Entries shown →

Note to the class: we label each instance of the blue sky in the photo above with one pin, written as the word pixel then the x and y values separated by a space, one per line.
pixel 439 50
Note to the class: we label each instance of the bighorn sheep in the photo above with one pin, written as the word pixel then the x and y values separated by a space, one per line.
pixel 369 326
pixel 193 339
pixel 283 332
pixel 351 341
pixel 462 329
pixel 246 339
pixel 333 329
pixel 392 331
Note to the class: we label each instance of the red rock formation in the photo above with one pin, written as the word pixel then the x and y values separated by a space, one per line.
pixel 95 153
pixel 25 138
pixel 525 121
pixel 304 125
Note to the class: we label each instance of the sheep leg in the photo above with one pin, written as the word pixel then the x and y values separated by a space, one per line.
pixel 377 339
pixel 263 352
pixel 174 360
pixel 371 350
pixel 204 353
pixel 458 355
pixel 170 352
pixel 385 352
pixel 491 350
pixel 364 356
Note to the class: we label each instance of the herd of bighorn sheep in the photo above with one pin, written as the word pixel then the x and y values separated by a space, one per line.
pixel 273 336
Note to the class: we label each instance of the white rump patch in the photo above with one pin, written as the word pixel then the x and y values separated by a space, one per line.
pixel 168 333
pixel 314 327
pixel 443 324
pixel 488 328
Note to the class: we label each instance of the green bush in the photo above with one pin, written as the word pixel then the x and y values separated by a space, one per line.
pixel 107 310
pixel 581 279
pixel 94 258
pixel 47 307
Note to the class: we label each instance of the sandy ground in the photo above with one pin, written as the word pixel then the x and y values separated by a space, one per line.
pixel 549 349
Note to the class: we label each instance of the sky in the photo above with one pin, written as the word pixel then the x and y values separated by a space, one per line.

Task requirements →
Please reproduce the material from its start through the line with "pixel 304 125", swapping "red rock formation" for "sandstone cliff" and keeping everything else the same.

Response to the task →
Note to the class: we label each instance of the blue sky in the photo above with one pin, written as the word pixel then the x and y values separated by a space, one per line.
pixel 439 50
Note to the class: we label each instance of the bighorn sheep in the photo above with one pin, written as the word pixel then the x and y values separated by a space, one per line.
pixel 369 326
pixel 193 339
pixel 283 332
pixel 351 341
pixel 462 329
pixel 246 339
pixel 333 329
pixel 392 331
Note to the class: we label each instance of the sandstone cliff in the photo above with one pin, written as the word pixel then the x and y values separated by a space, one per line.
pixel 95 153
pixel 25 138
pixel 525 121
pixel 304 125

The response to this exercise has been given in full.